§ Work request A
From the forum thread about the phrase "almost all," copy the passage starting at "I spun up a" and ending at "far are inconclusive.".
§ Work request B
In the forum thread about the phrase "almost all," what example is given for two infinite sets of different size?
§ Work request C
Continue the forum thread about the phrase "almost all" from its last line.

I spun up a quick survey[1] that I sent out to friends and family to try to get some numbers on these sorts of phrases. Results so far are inconclusive.
1. https://www.vaguequantifiers.com/
- SAI_Peregrinus8 months ago
  "Almost all" is an interesting one, because it has family of mathematical definitions in addition to any informal definitions. If X is a set, "almost all elements of X" means "all elements of X except those in a negligible subset of X", where "negligible" depends on context but is well-defined.
  If there's a finite subset of an infinite set, almost all members of the infinite set are not in the finite set. E.g. Almost all integers are not 5: the set of integers equal to five is finite and the set of integers not equal to five is countably infinite.
  Likewise for two infinite sets of different size: Almost all real numbers are not integers.
  Etc.
- mannykannot8 months ago
  The more precisely they are defined, the less frequently will you see them used correctly.
- jbaber8 months ago
  "Almost all" in math can mean "except at every integer or fraction" :)
  - JadeNB8 months ago
    > "Almost all" in math can mean "except at every integer or fraction" :)

§ Extracted records
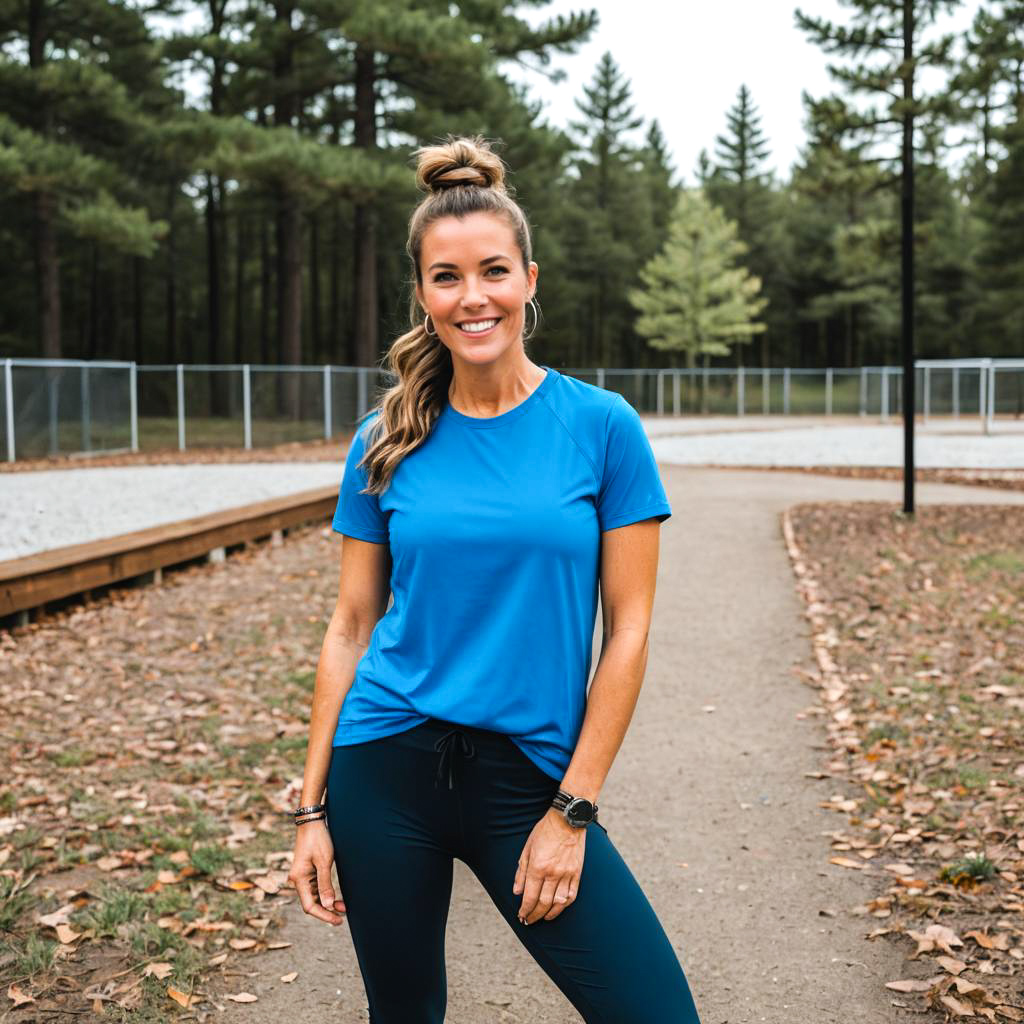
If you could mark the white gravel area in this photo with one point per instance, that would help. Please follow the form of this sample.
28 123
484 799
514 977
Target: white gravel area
55 508
868 445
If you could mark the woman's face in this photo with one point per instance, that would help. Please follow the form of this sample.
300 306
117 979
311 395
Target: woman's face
474 286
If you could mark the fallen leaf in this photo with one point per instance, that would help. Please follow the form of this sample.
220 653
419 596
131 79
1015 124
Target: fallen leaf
181 998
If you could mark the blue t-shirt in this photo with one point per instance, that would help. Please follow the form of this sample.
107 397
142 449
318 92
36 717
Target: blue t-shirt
494 525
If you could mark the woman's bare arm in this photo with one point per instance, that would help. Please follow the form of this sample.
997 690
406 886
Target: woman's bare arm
363 596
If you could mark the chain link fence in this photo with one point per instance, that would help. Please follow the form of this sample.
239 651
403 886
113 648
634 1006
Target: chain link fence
62 407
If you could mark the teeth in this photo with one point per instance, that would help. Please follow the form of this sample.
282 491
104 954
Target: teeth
478 327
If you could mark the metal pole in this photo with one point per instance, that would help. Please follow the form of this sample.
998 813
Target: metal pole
133 385
327 402
982 401
8 387
181 407
86 410
247 403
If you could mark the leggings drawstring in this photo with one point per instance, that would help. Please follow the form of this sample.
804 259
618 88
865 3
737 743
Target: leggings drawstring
453 741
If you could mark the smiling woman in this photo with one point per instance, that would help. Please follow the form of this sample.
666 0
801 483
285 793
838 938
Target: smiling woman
491 497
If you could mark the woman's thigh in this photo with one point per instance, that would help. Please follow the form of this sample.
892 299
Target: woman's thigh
388 827
607 950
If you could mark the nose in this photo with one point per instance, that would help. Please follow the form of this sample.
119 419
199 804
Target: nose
472 296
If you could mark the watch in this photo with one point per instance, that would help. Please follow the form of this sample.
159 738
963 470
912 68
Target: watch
578 811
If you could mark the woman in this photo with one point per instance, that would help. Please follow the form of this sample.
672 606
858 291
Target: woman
489 496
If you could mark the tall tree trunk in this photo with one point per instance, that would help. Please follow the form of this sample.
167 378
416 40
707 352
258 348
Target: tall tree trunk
138 301
45 237
170 286
241 248
337 351
315 338
365 306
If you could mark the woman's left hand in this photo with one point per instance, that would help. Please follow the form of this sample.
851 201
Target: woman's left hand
550 866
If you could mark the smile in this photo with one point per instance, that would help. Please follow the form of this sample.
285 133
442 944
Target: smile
478 327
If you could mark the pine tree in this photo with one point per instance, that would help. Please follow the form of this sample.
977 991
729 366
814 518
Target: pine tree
695 297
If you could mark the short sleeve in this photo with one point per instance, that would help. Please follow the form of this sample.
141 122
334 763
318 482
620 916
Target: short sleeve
358 515
631 486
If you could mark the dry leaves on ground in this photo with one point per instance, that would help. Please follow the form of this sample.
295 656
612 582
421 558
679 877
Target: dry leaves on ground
154 743
918 630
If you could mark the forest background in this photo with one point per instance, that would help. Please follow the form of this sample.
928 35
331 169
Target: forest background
230 182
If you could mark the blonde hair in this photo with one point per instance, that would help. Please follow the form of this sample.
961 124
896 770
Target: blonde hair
460 176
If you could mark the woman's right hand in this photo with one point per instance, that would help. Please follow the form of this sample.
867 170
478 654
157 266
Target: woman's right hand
310 872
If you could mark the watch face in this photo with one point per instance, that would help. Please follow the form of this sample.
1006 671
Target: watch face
580 812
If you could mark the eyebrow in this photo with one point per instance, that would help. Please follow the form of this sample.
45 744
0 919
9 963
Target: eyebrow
453 266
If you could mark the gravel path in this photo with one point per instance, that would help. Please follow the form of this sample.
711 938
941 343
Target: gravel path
54 508
711 808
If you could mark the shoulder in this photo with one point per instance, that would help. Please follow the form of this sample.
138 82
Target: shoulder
588 415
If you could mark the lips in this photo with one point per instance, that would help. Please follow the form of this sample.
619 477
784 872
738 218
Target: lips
476 328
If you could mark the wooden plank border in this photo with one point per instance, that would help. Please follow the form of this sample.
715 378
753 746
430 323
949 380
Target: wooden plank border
33 581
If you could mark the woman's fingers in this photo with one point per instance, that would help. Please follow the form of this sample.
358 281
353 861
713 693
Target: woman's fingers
564 894
316 893
545 889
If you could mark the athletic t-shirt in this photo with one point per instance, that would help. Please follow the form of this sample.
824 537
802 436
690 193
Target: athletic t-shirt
494 525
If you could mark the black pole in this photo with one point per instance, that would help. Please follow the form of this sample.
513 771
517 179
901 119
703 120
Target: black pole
906 209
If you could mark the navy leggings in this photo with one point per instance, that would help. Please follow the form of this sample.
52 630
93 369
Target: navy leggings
400 808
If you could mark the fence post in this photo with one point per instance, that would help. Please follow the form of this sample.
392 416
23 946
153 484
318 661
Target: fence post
8 387
327 402
85 397
181 406
133 382
247 403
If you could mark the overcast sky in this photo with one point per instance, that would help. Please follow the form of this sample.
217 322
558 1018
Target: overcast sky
687 60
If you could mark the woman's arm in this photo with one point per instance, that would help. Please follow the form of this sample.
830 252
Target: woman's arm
629 570
363 596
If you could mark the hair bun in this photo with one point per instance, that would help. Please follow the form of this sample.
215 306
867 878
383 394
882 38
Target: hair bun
460 161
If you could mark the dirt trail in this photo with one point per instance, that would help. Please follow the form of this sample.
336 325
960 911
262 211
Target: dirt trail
711 809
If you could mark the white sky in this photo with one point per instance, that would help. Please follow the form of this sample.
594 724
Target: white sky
687 60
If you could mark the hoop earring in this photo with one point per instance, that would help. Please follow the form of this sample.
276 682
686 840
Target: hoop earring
537 318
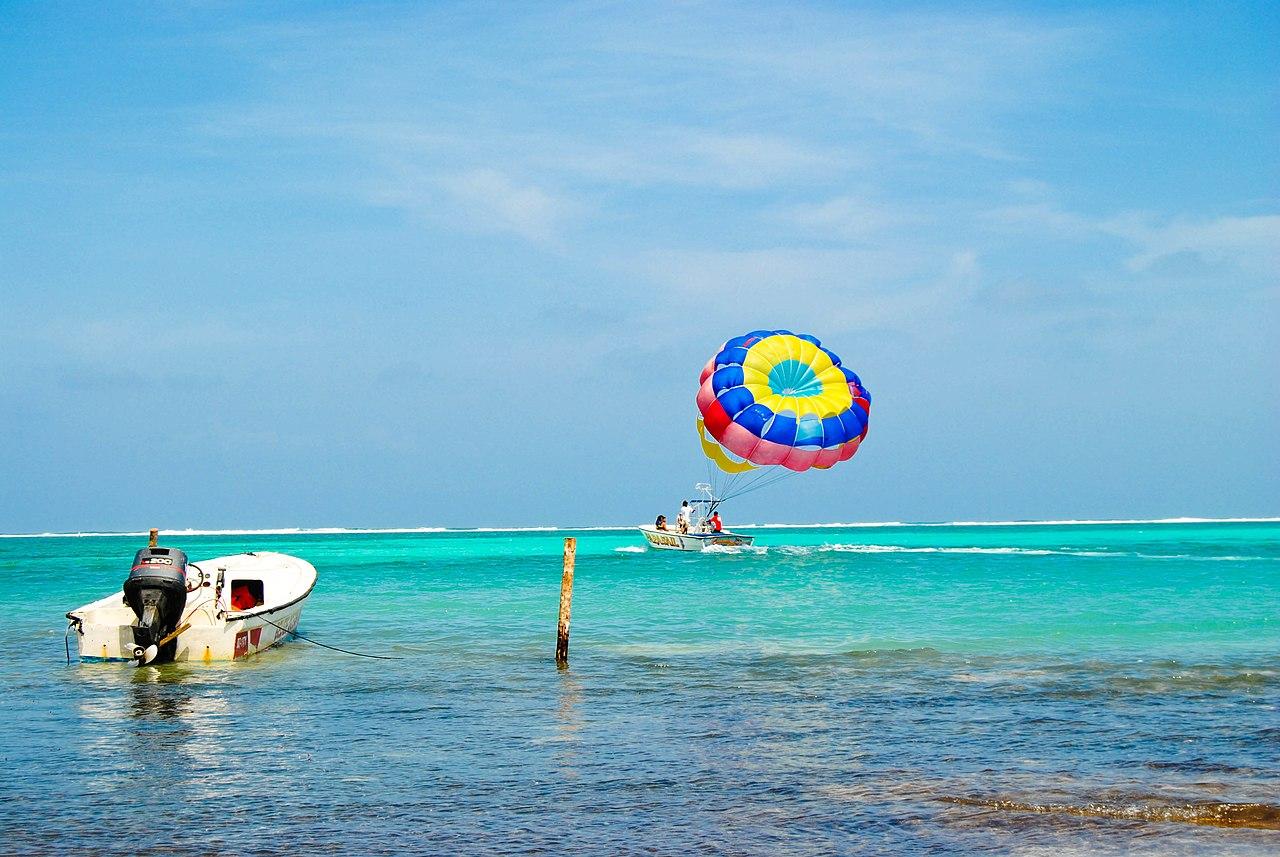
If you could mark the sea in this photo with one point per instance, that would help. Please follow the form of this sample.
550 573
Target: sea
1022 688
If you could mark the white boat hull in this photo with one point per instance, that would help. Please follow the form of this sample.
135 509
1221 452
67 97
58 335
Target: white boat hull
216 632
675 540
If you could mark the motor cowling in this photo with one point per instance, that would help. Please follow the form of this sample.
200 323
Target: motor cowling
156 592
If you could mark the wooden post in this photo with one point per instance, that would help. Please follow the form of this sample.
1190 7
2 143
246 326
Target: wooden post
566 603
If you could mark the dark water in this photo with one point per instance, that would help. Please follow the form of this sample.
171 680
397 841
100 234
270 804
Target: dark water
913 690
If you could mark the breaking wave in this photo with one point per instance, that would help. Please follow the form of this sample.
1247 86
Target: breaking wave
1262 816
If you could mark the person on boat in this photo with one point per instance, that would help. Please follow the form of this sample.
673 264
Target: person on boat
242 599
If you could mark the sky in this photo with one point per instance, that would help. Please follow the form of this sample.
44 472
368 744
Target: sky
460 264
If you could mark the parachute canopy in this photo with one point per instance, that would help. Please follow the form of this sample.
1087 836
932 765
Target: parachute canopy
777 398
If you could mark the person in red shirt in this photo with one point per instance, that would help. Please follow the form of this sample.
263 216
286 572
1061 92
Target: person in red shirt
242 599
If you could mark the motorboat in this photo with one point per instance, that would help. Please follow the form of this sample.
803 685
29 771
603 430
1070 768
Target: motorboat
699 535
176 610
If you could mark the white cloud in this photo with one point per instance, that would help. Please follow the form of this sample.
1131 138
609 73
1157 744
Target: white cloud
1251 243
848 218
493 201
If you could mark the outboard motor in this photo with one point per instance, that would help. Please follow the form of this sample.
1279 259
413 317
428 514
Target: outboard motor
156 591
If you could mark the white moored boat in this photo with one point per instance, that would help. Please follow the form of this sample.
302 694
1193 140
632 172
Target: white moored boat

§ Task output A
I spun up a quick survey[1] that I sent out to friends and family to try to get some numbers on these sorts of phrases. Results so far are inconclusive.

§ Task output B
Almost all real numbers are not integers.

§ Task output C
    I am a mathematician, but, even so, I think that this is one of those instances where we have to admit that we have mangled everyday terminology when appropriating it, and so non-measure theoretic users should just ignore our definition. (Similarly with "group," where, at the risk of sounding tongue-in-cheek because it's so obvious, if I were trying to analyze how people usually understand its everyday meaning I wouldn't include the requirement that every element have an inverse.)
  - tejtm8 months ago
    I would expect almost NO numbers are rational (integer or fraction) with an infinite number of Reals between each.
    JadeNB8 months ago
    > I would expect almost NO numbers are rational (integer or fraction) with an infinite number of Reals between each.
    You're right (technically correct, which is the best etc.)! That is why "almost all" can mean everything except rational numbers.
    noqc8 months ago
    in between any two real numbers, there is a rational number, and vice versa.
    concordDance8 months ago
    And yet somehow there are infinity times more reals than rationals...
    Very hard to get your head around!
    noqc8 months ago
    An fun, immediate, horrifying, consequence.
    If I remove n elements from R, the remainder has n+1 connected components.
    The complement of Z in R has |Z| connected components.
    The complement of Q in R has |R| connected components.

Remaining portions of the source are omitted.